-- START OF DATA TO PROCESS --

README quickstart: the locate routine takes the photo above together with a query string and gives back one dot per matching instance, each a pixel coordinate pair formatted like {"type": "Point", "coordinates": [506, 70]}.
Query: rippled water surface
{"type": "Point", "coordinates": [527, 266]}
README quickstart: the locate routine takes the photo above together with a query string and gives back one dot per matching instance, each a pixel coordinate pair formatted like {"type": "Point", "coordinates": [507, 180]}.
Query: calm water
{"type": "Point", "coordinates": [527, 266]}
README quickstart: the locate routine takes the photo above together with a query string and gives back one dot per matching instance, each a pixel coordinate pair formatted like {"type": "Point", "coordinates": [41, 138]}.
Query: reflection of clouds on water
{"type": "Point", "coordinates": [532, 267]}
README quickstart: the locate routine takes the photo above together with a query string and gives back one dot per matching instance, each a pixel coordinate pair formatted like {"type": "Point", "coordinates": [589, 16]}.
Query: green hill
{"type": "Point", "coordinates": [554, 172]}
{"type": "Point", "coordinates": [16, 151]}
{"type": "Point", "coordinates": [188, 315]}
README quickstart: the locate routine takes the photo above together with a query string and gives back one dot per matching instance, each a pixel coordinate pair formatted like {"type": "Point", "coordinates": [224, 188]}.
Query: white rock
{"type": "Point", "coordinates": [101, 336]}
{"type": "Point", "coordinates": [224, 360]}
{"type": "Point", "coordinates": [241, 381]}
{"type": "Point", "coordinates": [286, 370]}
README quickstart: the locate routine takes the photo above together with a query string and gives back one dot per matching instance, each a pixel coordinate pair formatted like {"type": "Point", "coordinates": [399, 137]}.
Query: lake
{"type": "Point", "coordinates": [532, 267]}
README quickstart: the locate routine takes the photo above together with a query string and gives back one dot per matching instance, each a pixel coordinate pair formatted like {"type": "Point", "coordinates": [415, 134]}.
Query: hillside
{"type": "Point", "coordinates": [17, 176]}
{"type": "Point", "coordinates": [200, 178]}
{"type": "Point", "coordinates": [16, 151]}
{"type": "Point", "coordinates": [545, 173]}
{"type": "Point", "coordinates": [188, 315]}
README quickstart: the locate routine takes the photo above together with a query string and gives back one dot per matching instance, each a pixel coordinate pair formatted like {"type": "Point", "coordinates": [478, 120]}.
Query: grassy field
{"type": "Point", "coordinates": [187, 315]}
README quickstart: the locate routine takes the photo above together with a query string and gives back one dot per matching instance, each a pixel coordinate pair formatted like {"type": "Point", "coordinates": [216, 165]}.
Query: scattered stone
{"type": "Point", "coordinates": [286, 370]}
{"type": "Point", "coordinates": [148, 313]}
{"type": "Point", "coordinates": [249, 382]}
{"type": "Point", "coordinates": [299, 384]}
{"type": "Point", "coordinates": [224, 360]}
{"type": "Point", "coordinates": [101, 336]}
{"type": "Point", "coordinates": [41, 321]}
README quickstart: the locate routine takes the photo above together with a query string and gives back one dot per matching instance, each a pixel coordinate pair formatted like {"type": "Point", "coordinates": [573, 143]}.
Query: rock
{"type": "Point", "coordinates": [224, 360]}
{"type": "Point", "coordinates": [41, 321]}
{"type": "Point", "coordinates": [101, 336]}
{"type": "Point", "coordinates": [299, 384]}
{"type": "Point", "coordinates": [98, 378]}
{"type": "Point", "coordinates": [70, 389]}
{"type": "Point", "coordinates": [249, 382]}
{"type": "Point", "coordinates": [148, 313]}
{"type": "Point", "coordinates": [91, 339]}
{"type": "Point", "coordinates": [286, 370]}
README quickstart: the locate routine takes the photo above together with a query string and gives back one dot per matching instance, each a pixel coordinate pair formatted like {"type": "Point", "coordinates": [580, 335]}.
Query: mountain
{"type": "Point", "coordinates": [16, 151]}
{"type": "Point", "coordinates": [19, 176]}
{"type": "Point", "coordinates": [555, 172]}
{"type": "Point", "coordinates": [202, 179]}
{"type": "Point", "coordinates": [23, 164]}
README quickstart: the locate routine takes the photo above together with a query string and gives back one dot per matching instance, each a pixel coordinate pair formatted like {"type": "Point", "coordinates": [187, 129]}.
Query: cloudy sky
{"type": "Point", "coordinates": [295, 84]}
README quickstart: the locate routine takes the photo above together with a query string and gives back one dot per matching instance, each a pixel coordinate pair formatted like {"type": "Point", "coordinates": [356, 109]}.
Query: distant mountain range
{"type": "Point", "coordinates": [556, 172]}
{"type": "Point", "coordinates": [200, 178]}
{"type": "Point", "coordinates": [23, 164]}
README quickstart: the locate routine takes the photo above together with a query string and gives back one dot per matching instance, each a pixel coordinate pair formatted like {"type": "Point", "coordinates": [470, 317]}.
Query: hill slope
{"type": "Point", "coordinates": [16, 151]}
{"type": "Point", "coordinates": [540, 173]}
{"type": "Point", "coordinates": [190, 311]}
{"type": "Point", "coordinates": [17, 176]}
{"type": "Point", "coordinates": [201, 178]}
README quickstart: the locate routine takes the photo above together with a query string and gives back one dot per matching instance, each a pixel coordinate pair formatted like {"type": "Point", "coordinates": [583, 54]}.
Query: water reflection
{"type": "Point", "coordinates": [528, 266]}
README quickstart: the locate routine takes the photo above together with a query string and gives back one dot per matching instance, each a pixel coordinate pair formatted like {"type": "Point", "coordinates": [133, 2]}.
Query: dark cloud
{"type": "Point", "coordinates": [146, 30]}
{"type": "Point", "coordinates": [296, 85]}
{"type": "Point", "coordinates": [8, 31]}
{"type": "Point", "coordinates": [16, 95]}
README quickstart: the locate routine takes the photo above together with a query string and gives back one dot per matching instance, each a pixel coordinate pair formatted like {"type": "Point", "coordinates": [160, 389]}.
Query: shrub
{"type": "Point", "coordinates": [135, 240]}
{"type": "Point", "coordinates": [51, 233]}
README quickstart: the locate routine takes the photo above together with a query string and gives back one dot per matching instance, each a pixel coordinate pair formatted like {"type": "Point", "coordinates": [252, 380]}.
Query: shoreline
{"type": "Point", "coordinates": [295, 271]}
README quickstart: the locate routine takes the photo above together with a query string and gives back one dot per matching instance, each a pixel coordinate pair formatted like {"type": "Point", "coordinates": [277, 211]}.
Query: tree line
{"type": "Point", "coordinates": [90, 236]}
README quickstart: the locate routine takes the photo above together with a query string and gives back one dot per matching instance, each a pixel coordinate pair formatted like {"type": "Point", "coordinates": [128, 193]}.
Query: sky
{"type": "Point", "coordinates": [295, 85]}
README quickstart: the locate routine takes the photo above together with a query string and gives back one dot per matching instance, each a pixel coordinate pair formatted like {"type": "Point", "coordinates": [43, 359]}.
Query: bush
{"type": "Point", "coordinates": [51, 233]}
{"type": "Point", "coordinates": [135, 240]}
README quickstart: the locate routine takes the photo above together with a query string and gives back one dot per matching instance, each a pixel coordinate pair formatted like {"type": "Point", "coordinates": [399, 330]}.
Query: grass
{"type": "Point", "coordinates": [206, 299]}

-- END OF DATA TO PROCESS --

Pick out every line of the data above that contains the string "mountain". Case counts.

TASK OUTPUT
Query: mountain
Query: distant mountain range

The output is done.